** Start of Data provided **
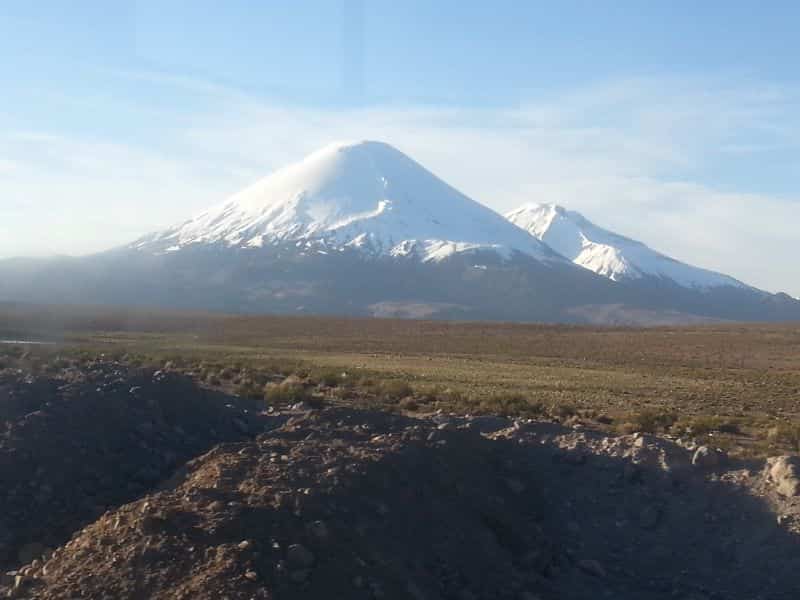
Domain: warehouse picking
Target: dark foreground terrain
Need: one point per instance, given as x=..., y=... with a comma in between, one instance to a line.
x=123, y=482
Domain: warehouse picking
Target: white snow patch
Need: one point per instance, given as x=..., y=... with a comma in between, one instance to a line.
x=606, y=253
x=364, y=195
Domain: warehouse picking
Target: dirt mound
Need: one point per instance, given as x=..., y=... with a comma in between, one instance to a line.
x=74, y=445
x=341, y=503
x=336, y=504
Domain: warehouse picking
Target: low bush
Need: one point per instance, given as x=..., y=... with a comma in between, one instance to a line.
x=286, y=393
x=510, y=405
x=787, y=434
x=651, y=420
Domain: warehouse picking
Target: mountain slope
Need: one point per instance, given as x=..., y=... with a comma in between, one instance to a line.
x=361, y=229
x=606, y=253
x=364, y=195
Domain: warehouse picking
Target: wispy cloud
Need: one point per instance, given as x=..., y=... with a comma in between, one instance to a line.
x=641, y=156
** End of Data provided **
**Written exercise**
Extract every line of the data exactly; pictures stay out.

**Correct output**
Domain: warehouse picking
Target: dark foreground terrain
Need: one point per instance, given as x=..., y=... with a comma in between, one instance to a line.
x=123, y=482
Domain: warehouse picking
Target: white snow patch
Need: one point per instance, given as x=..., y=... with a comma in between, one instance to a line.
x=606, y=253
x=364, y=195
Domain: warehouse picking
Target: dirt mound
Need: one point per instance, given as x=..., y=... with a comma in between, one instance to a line.
x=74, y=445
x=341, y=503
x=336, y=504
Domain: warehouse picking
Target: low bush
Need: one point per instance, given as x=..., y=... with a comma in between, one instance to a line.
x=286, y=393
x=510, y=405
x=787, y=434
x=651, y=420
Domain: warehouse picking
Target: mountain slope
Need: one point per instance, given as x=..., y=... with a comma in between, one instance to a line.
x=361, y=229
x=606, y=253
x=364, y=195
Domain: warehouse picking
Target: wispy cloud
Need: one point per instance, given as x=..., y=... with a comma in between, one instance to a line.
x=641, y=156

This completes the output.